Given records:
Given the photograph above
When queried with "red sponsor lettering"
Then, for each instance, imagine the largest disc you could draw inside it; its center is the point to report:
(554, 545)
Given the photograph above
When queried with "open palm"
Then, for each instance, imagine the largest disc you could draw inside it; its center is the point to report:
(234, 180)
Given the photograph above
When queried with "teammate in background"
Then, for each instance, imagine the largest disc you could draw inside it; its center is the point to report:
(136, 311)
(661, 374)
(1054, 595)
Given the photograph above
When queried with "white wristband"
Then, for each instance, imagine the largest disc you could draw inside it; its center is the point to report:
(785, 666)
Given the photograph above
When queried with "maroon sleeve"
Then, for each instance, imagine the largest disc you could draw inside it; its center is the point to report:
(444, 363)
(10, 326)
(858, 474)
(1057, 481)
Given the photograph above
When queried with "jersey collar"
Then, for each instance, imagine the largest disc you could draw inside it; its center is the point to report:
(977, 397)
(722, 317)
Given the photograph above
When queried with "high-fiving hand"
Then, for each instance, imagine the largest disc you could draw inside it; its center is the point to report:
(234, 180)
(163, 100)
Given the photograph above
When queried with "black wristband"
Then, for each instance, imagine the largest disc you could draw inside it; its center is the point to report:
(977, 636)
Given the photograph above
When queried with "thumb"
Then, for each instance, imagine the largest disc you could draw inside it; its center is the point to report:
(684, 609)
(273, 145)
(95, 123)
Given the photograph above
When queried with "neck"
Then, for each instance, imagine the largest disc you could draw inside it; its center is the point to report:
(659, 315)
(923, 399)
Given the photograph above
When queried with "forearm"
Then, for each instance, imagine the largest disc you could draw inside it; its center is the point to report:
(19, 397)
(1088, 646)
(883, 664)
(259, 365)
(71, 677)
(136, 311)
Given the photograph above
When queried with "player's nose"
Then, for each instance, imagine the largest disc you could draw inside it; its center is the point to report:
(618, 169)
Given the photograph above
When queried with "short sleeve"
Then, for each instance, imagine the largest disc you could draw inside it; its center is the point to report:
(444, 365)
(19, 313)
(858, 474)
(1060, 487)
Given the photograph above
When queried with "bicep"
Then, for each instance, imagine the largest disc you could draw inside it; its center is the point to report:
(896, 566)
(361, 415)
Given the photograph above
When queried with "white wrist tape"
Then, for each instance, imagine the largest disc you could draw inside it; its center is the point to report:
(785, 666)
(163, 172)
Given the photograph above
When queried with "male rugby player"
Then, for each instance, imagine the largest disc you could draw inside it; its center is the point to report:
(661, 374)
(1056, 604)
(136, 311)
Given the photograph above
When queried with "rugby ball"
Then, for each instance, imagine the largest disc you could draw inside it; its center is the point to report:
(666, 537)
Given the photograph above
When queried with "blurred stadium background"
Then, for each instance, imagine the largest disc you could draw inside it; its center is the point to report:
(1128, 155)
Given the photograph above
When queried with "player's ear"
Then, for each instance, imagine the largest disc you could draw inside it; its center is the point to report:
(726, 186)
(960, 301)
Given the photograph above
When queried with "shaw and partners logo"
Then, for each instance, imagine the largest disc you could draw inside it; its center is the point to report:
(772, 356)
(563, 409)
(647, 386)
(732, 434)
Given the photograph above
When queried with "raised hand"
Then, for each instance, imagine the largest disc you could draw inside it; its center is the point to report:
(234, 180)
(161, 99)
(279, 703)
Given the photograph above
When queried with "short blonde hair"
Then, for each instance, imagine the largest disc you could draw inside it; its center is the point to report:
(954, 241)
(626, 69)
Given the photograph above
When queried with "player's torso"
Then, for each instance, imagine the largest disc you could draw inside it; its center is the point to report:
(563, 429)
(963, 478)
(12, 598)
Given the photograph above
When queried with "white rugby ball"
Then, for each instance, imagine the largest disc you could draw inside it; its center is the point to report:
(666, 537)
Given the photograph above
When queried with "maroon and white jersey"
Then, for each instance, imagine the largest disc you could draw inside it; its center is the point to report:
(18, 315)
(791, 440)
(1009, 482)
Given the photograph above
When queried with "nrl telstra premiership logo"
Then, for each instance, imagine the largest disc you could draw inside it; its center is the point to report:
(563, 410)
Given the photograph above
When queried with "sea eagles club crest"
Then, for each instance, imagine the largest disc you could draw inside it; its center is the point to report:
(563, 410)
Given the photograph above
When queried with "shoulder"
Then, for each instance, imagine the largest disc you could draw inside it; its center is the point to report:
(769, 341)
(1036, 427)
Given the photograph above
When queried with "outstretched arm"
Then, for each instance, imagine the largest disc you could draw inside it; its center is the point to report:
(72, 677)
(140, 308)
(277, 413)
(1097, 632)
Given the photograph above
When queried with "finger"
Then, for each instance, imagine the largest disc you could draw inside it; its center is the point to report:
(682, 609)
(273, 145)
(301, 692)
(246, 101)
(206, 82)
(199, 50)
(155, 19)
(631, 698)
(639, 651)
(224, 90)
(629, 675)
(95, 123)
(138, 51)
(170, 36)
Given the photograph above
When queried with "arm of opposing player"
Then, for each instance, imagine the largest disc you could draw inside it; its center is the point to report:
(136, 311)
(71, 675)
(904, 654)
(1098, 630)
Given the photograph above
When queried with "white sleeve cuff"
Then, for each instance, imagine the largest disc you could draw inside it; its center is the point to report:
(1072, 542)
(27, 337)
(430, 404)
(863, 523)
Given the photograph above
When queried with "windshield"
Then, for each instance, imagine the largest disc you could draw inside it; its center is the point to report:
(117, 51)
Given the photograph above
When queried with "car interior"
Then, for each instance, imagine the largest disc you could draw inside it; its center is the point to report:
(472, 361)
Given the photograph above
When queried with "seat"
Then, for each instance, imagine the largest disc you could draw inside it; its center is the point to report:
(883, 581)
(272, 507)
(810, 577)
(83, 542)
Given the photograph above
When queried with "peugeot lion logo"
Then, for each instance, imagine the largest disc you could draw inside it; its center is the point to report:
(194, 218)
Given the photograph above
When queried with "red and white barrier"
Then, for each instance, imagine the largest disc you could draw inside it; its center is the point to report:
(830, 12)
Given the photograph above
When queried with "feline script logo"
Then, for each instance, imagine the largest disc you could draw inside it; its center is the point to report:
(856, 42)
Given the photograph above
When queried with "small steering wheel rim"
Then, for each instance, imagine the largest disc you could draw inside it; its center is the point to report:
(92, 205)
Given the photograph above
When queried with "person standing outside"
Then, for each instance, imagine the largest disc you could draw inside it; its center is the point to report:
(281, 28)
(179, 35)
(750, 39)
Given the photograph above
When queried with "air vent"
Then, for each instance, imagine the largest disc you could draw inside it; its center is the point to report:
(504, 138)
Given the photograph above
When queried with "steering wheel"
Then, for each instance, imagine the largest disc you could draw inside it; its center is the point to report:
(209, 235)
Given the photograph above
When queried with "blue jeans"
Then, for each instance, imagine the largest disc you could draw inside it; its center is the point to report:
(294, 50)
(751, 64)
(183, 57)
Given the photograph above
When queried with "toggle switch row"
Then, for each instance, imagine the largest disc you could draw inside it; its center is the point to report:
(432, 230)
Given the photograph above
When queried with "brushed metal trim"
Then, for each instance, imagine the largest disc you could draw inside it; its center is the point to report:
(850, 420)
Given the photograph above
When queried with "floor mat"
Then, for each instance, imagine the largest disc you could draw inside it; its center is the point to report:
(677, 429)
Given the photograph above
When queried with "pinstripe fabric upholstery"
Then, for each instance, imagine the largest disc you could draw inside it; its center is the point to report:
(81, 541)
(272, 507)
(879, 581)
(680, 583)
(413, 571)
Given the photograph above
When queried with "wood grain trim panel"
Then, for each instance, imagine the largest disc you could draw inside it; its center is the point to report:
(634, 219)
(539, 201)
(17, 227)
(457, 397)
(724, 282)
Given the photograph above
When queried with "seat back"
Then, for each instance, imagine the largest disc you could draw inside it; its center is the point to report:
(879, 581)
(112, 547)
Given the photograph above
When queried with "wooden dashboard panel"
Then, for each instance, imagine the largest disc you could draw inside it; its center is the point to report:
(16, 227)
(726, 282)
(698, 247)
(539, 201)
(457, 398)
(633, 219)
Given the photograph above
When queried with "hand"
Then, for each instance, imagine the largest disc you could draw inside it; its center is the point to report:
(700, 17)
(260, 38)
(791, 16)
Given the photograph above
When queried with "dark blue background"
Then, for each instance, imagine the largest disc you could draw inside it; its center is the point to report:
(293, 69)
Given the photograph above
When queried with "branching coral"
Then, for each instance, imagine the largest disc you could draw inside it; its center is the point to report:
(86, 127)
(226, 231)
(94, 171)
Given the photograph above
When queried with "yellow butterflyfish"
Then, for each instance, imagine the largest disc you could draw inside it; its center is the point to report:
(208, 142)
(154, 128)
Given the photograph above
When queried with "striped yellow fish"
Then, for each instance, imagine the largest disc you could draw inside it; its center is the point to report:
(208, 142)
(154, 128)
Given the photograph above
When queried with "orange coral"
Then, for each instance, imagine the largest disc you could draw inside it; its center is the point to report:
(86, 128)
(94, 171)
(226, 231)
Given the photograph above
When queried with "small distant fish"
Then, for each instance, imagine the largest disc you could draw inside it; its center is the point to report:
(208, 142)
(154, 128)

Set task: Tally the lines of the items above that contain the string "yellow" and give only that number.

Task output: 2